TASK OBJECTIVE: Where an entry contains a picture, skip the picture and write out everything else exactly.

INFORMATION SUPPLIED:
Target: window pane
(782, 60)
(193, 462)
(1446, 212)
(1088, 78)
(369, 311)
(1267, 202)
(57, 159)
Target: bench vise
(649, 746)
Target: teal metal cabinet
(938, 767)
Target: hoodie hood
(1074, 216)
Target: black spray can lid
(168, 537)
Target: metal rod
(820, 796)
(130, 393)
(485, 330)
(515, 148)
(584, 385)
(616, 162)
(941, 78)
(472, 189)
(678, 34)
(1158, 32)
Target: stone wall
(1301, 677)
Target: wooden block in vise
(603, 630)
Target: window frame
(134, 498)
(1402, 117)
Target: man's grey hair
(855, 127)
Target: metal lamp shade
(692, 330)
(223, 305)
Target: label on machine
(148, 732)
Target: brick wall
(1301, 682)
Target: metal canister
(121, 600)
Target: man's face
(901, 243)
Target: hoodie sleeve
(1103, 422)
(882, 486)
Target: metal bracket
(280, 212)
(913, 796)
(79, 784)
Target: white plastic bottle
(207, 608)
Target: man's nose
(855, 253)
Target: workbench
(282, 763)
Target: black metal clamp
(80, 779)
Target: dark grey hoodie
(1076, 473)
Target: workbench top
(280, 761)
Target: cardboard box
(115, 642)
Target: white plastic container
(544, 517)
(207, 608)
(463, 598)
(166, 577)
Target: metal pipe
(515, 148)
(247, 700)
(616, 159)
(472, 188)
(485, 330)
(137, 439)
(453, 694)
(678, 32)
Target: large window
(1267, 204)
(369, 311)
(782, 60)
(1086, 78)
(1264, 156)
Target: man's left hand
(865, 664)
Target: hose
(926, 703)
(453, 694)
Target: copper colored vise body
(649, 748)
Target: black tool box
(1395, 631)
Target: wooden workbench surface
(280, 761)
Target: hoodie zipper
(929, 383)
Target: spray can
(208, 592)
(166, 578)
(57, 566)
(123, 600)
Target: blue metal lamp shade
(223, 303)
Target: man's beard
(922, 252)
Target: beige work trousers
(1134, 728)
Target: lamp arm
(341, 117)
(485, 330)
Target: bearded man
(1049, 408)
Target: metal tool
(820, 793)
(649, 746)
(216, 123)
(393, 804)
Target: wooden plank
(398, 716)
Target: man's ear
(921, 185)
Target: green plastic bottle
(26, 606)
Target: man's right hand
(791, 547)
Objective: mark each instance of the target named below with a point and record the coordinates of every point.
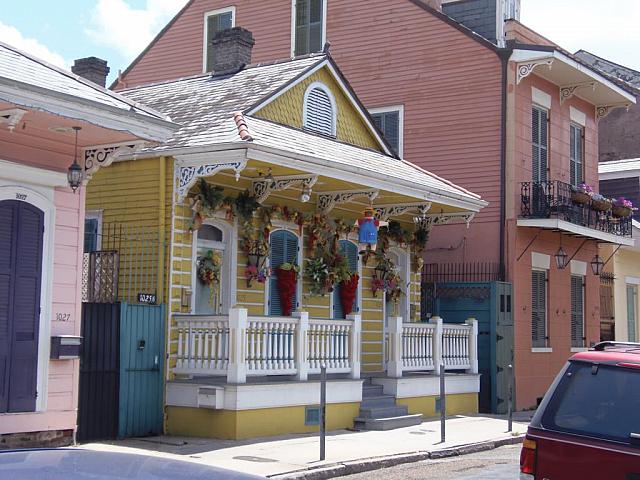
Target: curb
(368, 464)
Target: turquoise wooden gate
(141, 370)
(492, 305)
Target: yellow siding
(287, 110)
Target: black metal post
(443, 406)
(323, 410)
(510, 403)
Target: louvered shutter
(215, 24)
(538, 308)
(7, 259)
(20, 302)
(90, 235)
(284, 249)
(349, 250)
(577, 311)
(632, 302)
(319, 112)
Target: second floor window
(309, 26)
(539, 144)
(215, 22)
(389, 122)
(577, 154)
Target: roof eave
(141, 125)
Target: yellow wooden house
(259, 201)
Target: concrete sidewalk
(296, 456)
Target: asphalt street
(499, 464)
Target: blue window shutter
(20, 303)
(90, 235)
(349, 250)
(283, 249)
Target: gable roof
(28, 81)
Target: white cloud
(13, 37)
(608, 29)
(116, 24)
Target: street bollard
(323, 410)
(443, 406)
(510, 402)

TASK SOLUTION:
Target: window pane
(782, 60)
(193, 462)
(1446, 212)
(1088, 78)
(369, 311)
(1267, 202)
(57, 159)
Target: bench vise
(649, 746)
Target: teal metal cabinet
(938, 767)
Target: hoodie hood
(1074, 216)
Target: black spray can lid
(168, 537)
Target: metal rod
(820, 796)
(130, 393)
(485, 330)
(515, 148)
(584, 385)
(616, 162)
(941, 78)
(472, 189)
(678, 34)
(1158, 32)
Target: stone wall
(1301, 677)
Target: wooden block in vise
(603, 630)
Target: window frame
(134, 498)
(1402, 117)
Target: man's grey hair
(855, 127)
Target: metal lamp shade
(692, 330)
(223, 305)
Target: label on machine
(148, 732)
Target: brick wall
(1301, 682)
Target: metal canister
(121, 600)
Target: man's face
(901, 243)
Target: hoodie sleeve
(1103, 422)
(882, 486)
Target: metal bracket
(280, 212)
(913, 796)
(79, 784)
Target: white plastic bottle
(207, 608)
Target: man's nose
(855, 253)
Target: workbench
(282, 763)
Target: black metal clamp
(80, 779)
Target: dark grey hoodie
(1076, 473)
Target: workbench top
(280, 761)
Target: cardboard box
(115, 642)
Target: white plastic container
(544, 517)
(207, 608)
(463, 598)
(166, 577)
Target: metal pipe
(515, 148)
(247, 700)
(616, 159)
(472, 188)
(485, 330)
(137, 439)
(453, 694)
(678, 32)
Target: large window
(1267, 204)
(369, 311)
(782, 60)
(1086, 78)
(1264, 156)
Target: man's left hand
(865, 664)
Target: hose
(926, 703)
(453, 694)
Target: copper colored vise body
(649, 748)
Target: black tool box
(1395, 631)
Target: wooden workbench surface
(280, 761)
Target: hoodie zipper
(929, 383)
Target: spray can
(208, 592)
(166, 578)
(57, 566)
(123, 600)
Target: blue metal lamp shade
(223, 303)
Target: man's beard
(922, 252)
Target: beige work trousers
(1134, 728)
Target: lamp arm
(341, 117)
(485, 330)
Target: bearded man
(1049, 408)
Target: metal tool
(820, 793)
(649, 746)
(216, 123)
(393, 804)
Target: wooden plank
(398, 716)
Target: man's ear
(921, 185)
Target: green plastic bottle
(26, 606)
Target: man's right hand
(791, 547)
Objective: mark each instance of the target named below with a point and record the coordinates of every point.
Target: curb
(368, 464)
Target: turquoise wooden gate
(141, 370)
(492, 305)
Target: yellow siding
(287, 110)
Target: black metal post
(443, 406)
(323, 410)
(510, 403)
Target: louvered shutter
(215, 24)
(538, 308)
(7, 259)
(20, 302)
(90, 235)
(284, 249)
(349, 250)
(577, 311)
(632, 302)
(319, 112)
Target: second floor window
(309, 26)
(539, 144)
(215, 22)
(389, 122)
(577, 154)
Target: roof eave
(141, 125)
Target: yellow wooden house
(259, 201)
Target: concrete sidewalk
(296, 456)
Target: asphalt street
(499, 464)
Target: blue window shutter
(20, 303)
(90, 235)
(349, 250)
(283, 249)
Target: gable roof
(28, 81)
Target: white cloud
(13, 37)
(608, 29)
(116, 24)
Target: street bollard
(323, 410)
(443, 406)
(510, 402)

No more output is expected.